WHAT THE TASK ASKS => Pull out every line of the items below that contains the string "jacket". Match case exactly.

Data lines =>
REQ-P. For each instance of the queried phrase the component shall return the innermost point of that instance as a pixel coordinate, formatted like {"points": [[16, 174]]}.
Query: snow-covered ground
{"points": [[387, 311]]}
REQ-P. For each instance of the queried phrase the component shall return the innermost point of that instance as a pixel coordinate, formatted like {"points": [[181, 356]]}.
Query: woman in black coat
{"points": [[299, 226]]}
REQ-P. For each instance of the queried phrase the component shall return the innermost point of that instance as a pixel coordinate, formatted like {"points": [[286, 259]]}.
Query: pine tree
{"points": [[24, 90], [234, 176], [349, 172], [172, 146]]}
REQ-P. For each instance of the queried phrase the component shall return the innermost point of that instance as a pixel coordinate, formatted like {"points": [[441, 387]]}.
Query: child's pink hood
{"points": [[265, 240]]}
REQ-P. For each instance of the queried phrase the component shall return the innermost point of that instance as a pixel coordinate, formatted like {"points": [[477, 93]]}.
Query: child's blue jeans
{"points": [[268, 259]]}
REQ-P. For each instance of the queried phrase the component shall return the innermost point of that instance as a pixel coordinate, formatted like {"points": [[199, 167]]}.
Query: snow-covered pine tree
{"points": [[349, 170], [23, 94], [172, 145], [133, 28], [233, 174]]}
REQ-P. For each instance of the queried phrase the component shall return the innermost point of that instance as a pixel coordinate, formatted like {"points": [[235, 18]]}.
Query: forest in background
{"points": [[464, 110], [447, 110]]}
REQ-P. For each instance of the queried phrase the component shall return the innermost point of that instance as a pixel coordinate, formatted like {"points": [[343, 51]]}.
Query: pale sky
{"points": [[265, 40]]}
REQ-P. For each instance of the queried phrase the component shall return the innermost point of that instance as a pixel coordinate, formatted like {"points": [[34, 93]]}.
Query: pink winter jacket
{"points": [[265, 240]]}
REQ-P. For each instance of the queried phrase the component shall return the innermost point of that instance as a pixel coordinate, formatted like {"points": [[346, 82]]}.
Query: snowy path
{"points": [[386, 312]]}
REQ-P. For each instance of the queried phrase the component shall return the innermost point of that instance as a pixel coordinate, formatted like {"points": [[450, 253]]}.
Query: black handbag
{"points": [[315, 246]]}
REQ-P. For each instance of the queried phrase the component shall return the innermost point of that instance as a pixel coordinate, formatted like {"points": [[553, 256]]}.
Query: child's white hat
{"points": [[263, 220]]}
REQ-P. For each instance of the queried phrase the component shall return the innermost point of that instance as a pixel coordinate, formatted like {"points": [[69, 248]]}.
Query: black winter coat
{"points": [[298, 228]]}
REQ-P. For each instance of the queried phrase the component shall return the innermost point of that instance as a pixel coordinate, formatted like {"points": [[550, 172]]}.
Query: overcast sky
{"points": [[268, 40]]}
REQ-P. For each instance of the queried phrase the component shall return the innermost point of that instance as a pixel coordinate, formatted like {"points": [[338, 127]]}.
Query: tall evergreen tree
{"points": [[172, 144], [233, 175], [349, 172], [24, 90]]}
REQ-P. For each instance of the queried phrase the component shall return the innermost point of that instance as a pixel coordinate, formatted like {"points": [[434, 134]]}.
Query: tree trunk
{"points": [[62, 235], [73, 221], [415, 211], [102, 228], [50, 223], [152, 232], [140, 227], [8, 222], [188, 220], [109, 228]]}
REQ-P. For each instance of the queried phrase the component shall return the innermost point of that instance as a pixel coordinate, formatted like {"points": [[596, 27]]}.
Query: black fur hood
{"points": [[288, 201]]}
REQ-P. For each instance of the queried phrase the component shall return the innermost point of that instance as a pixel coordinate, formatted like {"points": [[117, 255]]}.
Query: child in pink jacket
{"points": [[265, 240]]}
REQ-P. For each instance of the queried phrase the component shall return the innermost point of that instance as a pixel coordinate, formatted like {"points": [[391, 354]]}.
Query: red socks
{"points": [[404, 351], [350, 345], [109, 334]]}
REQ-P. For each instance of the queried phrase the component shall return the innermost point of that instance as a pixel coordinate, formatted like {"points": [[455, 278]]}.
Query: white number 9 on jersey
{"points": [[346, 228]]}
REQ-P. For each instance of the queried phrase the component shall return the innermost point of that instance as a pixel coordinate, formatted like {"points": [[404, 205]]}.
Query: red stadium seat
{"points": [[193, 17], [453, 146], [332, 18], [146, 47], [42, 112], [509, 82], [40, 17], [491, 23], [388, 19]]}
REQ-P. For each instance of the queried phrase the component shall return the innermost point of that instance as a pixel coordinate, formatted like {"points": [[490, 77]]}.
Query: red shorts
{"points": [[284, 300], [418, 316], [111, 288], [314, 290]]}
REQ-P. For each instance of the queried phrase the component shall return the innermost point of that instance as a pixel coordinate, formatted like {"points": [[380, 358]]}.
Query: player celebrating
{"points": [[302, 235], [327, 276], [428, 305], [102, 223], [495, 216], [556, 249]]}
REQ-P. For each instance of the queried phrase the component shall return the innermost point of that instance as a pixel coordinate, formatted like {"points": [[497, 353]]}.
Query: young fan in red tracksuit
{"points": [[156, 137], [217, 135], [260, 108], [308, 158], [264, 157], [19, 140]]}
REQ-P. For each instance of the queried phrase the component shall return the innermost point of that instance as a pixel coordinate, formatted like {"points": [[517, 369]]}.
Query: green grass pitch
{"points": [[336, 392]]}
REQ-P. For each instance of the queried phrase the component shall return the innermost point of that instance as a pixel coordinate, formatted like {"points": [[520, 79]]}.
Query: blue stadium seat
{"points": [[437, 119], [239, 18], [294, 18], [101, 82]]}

ANSWER BELOW =>
Query: pink winter jacket
Query: child in pink jacket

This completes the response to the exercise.